[Work to be completed]: From the entries below, please output exactly the lines starting at the one containing "Shelf audit: locate every instance of the green" and ending at the one containing "Shelf audit: locate every instance of the sponsor", both included.

Stored dataset items
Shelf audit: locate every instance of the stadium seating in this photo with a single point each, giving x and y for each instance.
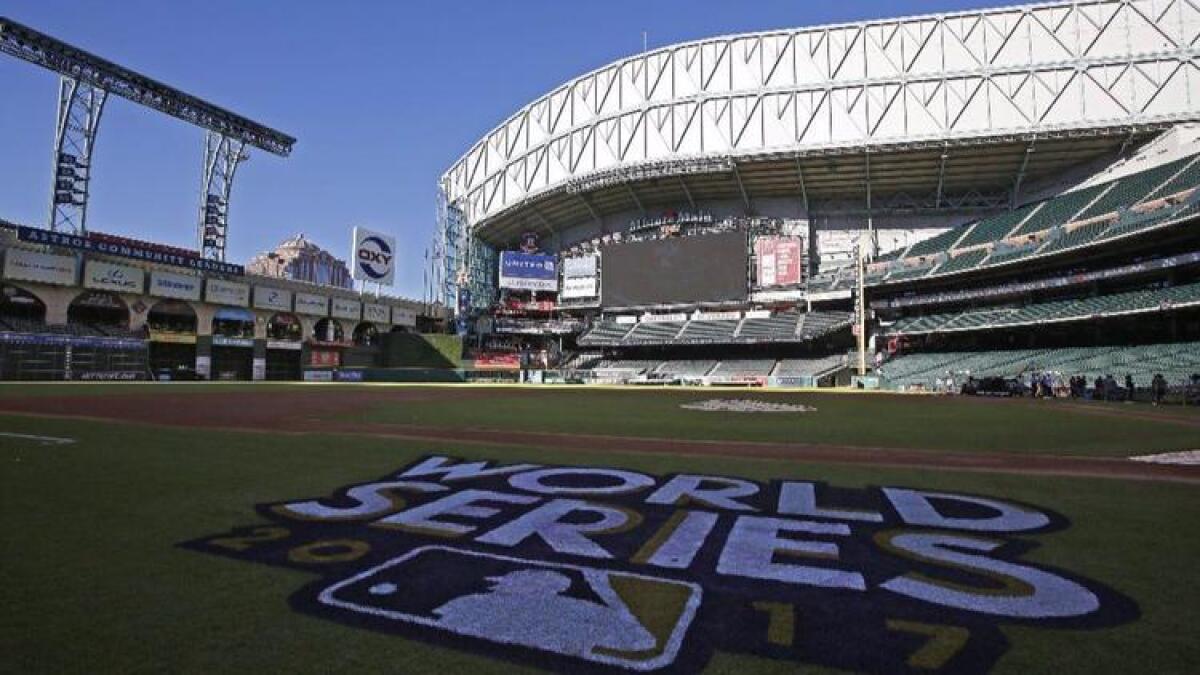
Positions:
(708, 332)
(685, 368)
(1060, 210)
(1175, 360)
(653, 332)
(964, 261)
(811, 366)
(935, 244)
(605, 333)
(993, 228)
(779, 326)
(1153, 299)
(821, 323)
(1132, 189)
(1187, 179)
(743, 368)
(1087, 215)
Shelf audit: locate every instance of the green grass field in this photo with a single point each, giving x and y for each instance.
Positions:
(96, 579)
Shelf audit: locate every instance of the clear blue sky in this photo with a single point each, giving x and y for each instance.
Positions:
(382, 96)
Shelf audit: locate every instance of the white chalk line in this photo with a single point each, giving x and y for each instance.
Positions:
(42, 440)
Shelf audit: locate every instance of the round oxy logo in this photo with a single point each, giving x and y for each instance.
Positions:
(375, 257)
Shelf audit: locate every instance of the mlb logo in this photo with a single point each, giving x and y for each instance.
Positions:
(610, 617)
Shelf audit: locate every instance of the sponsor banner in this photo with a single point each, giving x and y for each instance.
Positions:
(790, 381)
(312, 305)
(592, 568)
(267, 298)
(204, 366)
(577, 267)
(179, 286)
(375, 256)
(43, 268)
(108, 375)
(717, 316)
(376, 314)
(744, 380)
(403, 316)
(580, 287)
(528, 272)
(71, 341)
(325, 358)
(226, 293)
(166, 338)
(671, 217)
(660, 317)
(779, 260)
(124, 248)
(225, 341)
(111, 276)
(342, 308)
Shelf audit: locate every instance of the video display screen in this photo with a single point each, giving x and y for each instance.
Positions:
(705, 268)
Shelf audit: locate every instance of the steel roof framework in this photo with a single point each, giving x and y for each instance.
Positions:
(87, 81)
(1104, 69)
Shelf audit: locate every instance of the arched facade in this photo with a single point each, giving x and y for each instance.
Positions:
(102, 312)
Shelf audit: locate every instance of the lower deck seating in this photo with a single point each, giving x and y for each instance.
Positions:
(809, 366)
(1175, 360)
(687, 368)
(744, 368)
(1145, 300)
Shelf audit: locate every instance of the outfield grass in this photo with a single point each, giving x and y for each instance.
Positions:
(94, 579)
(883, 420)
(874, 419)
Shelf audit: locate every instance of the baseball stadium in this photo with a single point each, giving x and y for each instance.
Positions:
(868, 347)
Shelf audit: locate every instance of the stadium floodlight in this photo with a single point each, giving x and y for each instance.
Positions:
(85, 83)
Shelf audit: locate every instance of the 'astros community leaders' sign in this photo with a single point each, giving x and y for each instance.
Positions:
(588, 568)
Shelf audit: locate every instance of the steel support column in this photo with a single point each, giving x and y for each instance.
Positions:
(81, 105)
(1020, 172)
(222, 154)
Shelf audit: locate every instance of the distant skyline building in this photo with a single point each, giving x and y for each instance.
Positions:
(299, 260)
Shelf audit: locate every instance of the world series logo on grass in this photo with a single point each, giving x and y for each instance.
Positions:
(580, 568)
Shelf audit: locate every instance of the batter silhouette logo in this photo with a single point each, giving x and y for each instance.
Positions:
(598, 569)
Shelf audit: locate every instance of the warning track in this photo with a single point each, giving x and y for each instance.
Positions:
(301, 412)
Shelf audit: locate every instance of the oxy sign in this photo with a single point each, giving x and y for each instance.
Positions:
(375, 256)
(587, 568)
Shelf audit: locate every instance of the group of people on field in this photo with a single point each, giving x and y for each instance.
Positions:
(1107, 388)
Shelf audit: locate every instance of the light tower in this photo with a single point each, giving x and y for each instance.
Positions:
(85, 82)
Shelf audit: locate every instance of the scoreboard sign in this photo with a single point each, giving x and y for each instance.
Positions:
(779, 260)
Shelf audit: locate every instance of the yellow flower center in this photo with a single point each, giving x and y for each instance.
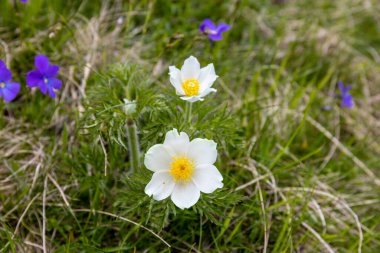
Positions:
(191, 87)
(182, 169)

[Completed exercise]:
Shelf audit: locate every instance of the green grass field in this photo with a single point each, giving x and y for each instance.
Positions:
(96, 579)
Shelf audit: locate every instance of the clear blue sky in this photo with a single point each, giving x and y for each instance.
Positions:
(382, 96)
Shelf audit: locate every instance of the white chalk line in this photo with a single point each, giving x and y for each instance.
Positions:
(42, 440)
Shelf audit: locate every instance of the round oxy logo in this photo with a single point each, giving x and y for each instance.
Positions:
(375, 257)
Shelf audit: locate every instance of the mlb logo in this photo with a single point each, giving x and y for each instance.
Positions:
(610, 617)
Shelf audit: locate every instance of the sponsor banner in this photo with a single point each, giving x and y for each instance.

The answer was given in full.